Extract provided:
On 2025/08/18 13:44, Zhu Yanjun wrote:
> 在 2025/8/17 5:37, Daisuke Matsuda 写道:
>> When running the test_resize_cq testcase from rdma-core, polling a
>> completion queue from userspace may occasionally hang and eventually fail
>> with a timeout:
>> =====
>> ERROR: test_resize_cq (tests.test_cq.CQTest.test_resize_cq)
>> Test resize CQ, start with specific value and then increase and decrease
>> ----------------------------------------------------------------------
>> Traceback (most recent call last):
>>      File "/root/deb/rdma-core/tests/test_cq.py", line 135, in test_resize_cq
>>        u.poll_cq(self.client.cq)
>>      File "/root/deb/rdma-core/tests/utils.py", line 687, in poll_cq
>>        wcs = _poll_cq(cq, count, data)
>>              ^^^^^^^^^^^^^^^^^^^^^^^^^
>>      File "/root/deb/rdma-core/tests/utils.py", line 669, in _poll_cq
>>        raise PyverbsError(f'Got timeout on polling ({count} CQEs remaining)')
>> pyverbs.pyverbs_error.PyverbsError: Got timeout on polling (1 CQEs
>> remaining)
>> =====
>>
>> The issue is caused when rxe_cq_post() fails to post a CQE due to the queue
>> being temporarily full, and the CQE is effectively lost. To mitigate this,
>> add a bounded busy-wait with fallback rescheduling so that CQE does not get
>> lost.
>>
>> Signed-off-by: Daisuke Matsuda <dskmtsd@gmail.com>
>> ---
>>   drivers/infiniband/sw/rxe/rxe_cq.c | 27 +++++++++++++++++++++++++--
>>   1 file changed, 25 insertions(+), 2 deletions(-)
>>
>> diff --git a/drivers/infiniband/sw/rxe/rxe_cq.c b/drivers/infiniband/sw/rxe/rxe_cq.c
>> index fffd144d509e..7b0fba63204e 100644
>> --- a/drivers/infiniband/sw/rxe/rxe_cq.c
>> +++ b/drivers/infiniband/sw/rxe/rxe_cq.c
>> @@ -84,14 +84,36 @@ int rxe_cq_resize_queue(struct rxe_cq *cq, int cqe,
>>   /* caller holds reference to cq */
>>   int rxe_cq_post(struct rxe_cq *cq, struct rxe_cqe *cqe, int solicited)

[Point-based annotation data]
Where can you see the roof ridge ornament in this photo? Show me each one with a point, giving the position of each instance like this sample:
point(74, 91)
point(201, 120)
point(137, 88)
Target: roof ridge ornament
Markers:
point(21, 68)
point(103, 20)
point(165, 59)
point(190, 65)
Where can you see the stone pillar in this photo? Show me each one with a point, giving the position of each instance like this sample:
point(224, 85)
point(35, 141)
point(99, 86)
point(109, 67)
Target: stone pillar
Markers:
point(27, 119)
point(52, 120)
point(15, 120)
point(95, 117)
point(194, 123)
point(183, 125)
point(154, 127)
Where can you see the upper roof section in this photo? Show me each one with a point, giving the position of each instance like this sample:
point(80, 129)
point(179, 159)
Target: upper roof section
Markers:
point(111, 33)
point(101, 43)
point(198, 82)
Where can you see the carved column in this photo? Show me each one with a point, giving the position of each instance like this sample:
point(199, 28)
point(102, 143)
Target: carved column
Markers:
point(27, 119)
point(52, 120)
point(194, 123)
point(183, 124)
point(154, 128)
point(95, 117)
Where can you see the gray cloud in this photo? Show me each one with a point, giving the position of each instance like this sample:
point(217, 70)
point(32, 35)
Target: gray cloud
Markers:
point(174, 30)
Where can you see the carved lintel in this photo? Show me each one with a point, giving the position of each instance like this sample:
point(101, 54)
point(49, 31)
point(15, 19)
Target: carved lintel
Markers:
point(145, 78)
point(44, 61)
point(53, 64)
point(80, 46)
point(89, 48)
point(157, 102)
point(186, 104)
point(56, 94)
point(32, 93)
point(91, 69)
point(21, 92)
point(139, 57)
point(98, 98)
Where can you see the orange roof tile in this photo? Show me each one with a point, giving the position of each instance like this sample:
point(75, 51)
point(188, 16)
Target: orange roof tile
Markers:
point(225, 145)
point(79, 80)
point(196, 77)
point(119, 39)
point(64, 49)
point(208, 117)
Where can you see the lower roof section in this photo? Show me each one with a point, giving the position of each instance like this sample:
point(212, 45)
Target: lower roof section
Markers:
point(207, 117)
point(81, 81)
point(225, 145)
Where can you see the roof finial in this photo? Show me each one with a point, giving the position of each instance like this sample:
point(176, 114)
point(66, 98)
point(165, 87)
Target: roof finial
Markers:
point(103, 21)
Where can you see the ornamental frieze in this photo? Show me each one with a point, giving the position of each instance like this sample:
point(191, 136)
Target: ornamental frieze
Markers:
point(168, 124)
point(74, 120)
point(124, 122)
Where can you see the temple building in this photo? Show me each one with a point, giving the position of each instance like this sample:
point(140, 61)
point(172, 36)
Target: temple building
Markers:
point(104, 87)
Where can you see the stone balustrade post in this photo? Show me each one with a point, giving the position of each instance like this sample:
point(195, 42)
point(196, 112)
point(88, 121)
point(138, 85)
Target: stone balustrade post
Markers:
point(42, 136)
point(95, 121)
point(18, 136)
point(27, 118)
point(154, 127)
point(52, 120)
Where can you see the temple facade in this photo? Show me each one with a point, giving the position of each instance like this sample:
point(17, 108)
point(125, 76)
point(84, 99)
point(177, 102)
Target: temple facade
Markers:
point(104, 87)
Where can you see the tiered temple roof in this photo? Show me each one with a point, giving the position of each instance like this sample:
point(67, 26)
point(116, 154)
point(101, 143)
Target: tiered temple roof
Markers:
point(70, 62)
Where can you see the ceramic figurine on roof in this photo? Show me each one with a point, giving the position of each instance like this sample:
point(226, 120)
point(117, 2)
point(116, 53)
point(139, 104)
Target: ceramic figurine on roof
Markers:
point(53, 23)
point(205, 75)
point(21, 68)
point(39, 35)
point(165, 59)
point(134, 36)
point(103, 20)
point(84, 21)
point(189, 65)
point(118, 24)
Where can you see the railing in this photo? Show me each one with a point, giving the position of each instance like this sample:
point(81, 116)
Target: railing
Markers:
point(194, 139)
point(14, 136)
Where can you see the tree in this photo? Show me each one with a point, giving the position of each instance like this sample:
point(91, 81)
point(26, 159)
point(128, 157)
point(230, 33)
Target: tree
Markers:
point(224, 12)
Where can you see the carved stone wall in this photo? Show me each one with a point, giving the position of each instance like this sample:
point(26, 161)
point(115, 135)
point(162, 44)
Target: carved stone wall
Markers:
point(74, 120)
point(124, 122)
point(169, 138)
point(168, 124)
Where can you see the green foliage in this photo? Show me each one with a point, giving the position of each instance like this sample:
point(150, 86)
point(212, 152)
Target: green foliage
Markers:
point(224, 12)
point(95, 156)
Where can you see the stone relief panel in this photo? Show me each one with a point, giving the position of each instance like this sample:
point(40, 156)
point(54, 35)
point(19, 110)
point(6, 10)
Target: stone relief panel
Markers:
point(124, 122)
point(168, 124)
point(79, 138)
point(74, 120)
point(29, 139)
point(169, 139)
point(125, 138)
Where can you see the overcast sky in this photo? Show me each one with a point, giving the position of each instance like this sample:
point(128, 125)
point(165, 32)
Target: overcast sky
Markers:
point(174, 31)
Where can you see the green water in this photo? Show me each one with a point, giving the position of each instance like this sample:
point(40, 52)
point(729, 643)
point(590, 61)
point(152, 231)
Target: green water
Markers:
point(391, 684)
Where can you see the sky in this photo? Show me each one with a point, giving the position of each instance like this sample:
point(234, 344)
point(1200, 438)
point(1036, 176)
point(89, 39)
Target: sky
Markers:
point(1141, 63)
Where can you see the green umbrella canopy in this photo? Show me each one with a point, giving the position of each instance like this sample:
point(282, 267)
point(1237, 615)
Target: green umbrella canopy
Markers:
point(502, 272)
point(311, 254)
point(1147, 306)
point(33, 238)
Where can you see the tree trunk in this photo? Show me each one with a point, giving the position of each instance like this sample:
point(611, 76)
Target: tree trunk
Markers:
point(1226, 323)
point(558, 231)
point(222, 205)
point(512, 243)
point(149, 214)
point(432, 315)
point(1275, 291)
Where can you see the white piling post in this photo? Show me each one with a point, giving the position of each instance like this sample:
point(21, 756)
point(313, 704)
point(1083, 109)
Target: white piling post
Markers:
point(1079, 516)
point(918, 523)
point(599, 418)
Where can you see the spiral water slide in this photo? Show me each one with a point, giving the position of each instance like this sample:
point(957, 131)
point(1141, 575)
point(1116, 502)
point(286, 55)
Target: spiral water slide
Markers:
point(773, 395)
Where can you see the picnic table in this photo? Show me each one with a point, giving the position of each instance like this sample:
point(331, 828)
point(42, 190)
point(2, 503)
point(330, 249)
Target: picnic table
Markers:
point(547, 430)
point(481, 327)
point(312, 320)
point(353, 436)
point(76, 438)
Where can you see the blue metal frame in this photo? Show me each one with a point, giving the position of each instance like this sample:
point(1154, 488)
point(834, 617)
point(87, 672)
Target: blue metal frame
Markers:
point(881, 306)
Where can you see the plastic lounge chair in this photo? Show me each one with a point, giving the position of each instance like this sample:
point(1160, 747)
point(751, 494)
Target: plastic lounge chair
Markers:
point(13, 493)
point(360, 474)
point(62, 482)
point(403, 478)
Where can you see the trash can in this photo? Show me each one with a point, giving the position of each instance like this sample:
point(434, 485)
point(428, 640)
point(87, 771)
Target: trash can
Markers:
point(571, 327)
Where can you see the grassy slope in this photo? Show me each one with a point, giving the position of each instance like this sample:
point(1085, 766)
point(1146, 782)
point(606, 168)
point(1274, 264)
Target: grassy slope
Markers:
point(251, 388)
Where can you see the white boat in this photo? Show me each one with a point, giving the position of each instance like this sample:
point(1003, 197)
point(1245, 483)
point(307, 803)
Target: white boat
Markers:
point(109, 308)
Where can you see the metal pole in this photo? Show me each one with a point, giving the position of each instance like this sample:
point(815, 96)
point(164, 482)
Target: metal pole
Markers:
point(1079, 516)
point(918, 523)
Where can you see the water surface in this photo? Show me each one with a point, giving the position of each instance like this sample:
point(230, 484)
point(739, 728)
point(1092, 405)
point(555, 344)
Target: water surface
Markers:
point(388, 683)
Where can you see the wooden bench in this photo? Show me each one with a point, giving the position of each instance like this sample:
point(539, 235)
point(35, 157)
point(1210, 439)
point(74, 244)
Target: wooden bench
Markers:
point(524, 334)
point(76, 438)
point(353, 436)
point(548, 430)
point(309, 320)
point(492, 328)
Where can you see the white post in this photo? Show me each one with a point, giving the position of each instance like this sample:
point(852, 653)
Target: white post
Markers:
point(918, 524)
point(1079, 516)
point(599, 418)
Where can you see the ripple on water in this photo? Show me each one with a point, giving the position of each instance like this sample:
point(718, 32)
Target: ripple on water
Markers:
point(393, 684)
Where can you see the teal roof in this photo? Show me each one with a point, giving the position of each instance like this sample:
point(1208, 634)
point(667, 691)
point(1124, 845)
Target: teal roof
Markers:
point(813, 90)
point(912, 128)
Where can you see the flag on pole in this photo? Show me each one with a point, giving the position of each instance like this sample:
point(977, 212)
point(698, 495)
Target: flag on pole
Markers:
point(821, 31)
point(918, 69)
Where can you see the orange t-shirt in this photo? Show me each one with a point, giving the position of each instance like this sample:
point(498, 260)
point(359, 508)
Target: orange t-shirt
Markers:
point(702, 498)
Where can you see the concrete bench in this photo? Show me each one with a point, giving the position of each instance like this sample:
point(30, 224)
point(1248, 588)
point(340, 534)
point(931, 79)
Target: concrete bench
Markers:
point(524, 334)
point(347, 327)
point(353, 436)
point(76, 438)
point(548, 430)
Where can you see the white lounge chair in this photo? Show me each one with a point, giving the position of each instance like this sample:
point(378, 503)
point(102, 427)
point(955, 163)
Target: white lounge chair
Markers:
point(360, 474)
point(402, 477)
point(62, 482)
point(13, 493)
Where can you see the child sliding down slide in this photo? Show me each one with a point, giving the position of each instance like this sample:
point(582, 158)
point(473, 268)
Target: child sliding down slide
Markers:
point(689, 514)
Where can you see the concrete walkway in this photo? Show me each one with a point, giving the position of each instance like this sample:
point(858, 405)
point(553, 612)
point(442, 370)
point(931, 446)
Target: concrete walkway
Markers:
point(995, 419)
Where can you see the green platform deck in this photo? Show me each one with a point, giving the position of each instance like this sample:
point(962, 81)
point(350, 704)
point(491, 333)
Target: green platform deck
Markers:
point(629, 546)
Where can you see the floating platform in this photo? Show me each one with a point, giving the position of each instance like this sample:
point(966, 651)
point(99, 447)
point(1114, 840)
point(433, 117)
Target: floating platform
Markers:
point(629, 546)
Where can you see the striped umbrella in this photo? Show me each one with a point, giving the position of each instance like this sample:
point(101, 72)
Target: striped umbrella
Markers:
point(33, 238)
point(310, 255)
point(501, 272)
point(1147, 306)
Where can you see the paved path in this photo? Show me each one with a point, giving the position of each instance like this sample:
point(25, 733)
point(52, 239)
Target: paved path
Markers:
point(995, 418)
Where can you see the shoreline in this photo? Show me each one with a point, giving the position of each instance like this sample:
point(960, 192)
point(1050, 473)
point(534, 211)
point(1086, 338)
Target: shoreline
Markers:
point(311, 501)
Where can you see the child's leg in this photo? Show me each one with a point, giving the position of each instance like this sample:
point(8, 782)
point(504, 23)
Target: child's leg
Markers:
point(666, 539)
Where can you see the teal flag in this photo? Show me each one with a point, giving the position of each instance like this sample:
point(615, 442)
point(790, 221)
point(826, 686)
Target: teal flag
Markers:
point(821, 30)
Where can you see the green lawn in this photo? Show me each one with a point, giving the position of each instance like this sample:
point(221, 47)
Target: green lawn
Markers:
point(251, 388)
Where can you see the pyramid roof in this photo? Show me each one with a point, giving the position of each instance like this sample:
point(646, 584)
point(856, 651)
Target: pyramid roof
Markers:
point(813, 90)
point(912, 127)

Challenges:
(a) In the rxe completion queue patch thread, why does the patch add a bounded busy-wait with fallback rescheduling?
(b) List every function name that follows the word "in" on the frame lines of the traceback in the rxe completion queue patch thread.
(c) Write the next part of the rxe completion queue patch thread, picking up after its final line.

Responses in order:
(a) When rxe_cq_post() cannot post a CQE because the queue is temporarily full, that CQE is effectively lost. Polling from userspace can then hang and time out, as in test_resize_cq. The bounded busy-wait with fallback rescheduling keeps the CQE from being lost.

(b) test_resize_cq, poll_cq, _poll_cq

(c)
>>   {
>> +    unsigned long flags;
>> +    u32 spin_cnt = 3000;
>>       struct ib_event ev;
>> -    int full;
>>       void *addr;
>> -    unsigned long flags;
>> +    int full;
>>       spin_lock_irqsave(&cq->cq_lock, flags);
>>       full = queue_full(cq->queue, QUEUE_TYPE_TO_CLIENT);
>> +    if (likely(!full))
>> +        goto post_queue;
>> +
>> +    /* constant backoff until queue is ready */
>> +    while (spin_cnt--) {
>> +        full = queue_full(cq->queue, QUEUE_TYPE_TO_CLIENT);
>> +        if (!full)
>> +            goto post_queue;
>> +
>> +        cpu_relax();
>> +    }
> 
> The loop runs 3000 times.
> Each iteration:
> 
> Checks queue_full()
> Executes cpu_relax()
> 
> On modern CPUs, each iteration may take a few cycles, e.g., 4–10 cycles per iteration (depends on memory/cache).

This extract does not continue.